» Excerpted passage:
[Start of section]
The 49× claim: Sourced from the monorepo diagram caption (“Next.js monorepo: 27,732 files funnelled through code-review-graph down to ~15 files — 49x fewer tokens”). The diagram is a static image asset (diagrams/diagram6_monorepo_funnel.png); the 49× figure is not backed by a benchmark config or harness entry. It should not be cited without independent reproduction. (attempted — inconclusive)

MRR 0.35: The tool’s own benchmarks report MRR 0.35 for keyword search. The MRR harness is implemented in code_review_graph/eval/benchmarks/search_quality.py using reciprocal rank against expected qualified-name substrings from YAML configs. The score is consistent with known limitations of FTS5 on module-pattern naming (express module exports return 0 hits). (partially verified — methodology confirmed in source; numeric value not re-executed)

Status: The eval runner is present and executable (pip install code-review-graph[eval] + code-review-graph eval --all). The 8.2× average and 0.7×–16.4× range are directionally consistent with the methodology and the design. No independent execution was performed in this session; the per-repo table is self-reported but backed by a reproducible harness. See benchmarks/sources/tirth8205-code-review-graph-repro.md for reproduction instructions.

Indexing speed (as reported, not verified)

Incremental updates reported as under 2 seconds. README cites a 2,900-file project re-indexing in under 2 seconds. Build performance benchmark in code_review_graph/eval/benchmarks/build_performance.py measures full build time; incremental timing is not separately benchmarked.

Source review

Architecture (verified)

The package is organised as a single Python package (code_review_graph/) with the following key modules confirmed in source:

main.py — FastMCP server entry point (stdio transport). Registers 24 tools and 5 prompts. Uses asyncio.to_thread for 5 heavy tools to prevent event-loop blocking on Windows (added v2.3.1).
[End of section]
» Dataset records:
[Start of section]
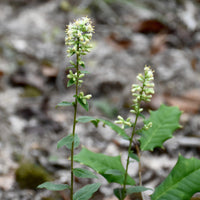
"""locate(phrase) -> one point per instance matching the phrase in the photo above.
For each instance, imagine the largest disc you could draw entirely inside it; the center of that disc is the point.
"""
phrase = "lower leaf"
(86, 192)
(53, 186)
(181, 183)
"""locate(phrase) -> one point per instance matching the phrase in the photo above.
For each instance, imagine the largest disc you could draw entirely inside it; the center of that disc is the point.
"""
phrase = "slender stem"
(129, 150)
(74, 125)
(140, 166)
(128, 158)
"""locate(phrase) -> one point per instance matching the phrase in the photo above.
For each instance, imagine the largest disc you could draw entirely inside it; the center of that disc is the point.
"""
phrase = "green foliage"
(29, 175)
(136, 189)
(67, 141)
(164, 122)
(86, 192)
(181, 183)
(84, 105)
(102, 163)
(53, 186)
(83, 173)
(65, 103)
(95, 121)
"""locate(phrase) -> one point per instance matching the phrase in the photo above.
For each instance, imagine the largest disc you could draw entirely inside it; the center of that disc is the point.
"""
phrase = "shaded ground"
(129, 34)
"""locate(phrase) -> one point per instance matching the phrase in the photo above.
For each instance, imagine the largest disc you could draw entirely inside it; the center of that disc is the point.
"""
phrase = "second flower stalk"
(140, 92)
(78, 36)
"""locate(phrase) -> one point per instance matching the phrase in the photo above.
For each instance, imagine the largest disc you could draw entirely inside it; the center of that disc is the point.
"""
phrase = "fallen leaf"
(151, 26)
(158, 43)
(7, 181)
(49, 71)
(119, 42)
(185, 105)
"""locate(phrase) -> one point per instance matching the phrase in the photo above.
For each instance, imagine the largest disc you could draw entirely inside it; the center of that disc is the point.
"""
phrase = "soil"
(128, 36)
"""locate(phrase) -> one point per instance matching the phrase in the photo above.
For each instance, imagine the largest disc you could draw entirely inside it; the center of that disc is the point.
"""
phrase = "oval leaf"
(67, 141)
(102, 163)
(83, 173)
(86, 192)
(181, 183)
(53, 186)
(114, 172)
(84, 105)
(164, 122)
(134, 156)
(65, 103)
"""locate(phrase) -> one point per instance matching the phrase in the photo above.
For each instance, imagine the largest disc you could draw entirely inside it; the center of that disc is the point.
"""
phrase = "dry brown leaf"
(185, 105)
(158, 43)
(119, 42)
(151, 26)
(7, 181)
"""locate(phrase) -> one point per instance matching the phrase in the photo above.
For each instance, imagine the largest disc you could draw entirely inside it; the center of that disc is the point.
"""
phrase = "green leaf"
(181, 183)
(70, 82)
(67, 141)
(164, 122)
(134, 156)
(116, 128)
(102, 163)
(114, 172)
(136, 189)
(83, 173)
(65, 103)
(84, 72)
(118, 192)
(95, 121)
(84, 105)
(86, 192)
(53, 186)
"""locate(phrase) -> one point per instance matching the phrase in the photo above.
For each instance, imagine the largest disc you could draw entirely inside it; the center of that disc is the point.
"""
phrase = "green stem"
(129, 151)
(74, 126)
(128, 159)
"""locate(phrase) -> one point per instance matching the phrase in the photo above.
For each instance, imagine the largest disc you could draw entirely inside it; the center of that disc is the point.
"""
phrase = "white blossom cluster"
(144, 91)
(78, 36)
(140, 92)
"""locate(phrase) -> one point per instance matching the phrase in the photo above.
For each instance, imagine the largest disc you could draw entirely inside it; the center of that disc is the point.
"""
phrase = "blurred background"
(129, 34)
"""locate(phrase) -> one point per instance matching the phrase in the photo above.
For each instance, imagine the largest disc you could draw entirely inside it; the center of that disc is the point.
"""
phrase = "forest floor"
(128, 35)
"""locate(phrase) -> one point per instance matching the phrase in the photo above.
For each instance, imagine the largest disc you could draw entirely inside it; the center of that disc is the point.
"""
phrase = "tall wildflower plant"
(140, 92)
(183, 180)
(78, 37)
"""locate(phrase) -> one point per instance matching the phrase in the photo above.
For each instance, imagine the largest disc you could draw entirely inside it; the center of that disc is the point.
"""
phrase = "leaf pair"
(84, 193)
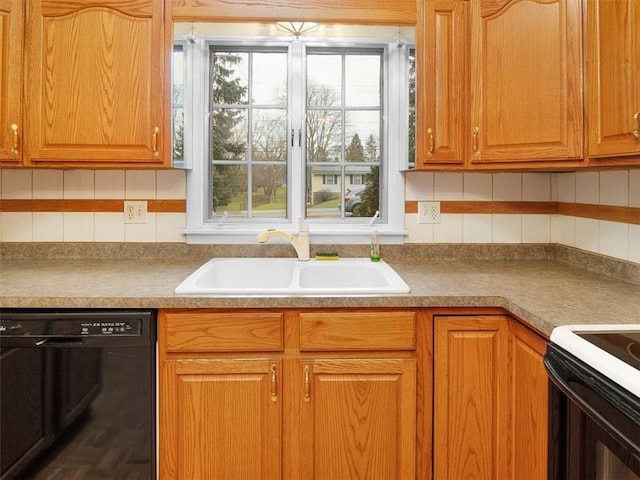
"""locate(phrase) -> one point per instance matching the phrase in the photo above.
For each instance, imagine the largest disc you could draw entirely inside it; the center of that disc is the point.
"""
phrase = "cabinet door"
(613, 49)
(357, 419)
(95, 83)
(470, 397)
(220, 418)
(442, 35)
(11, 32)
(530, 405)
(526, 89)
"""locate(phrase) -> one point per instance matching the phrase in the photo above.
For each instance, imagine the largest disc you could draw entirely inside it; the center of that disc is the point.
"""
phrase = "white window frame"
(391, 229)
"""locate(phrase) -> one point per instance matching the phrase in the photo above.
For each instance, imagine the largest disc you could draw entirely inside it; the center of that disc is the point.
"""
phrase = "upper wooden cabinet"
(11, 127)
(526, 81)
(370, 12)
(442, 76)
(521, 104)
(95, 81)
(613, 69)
[End of section]
» Task brief: Translate this sentence from the benchmark review into Spanish: "README cites a 2,900-file project re-indexing in under 2 seconds." The rows come from a different source than the benchmark review.

» Response for this exercise: El README menciona un proyecto de 2900 archivos que se vuelve a indexar en menos de 2 segundos.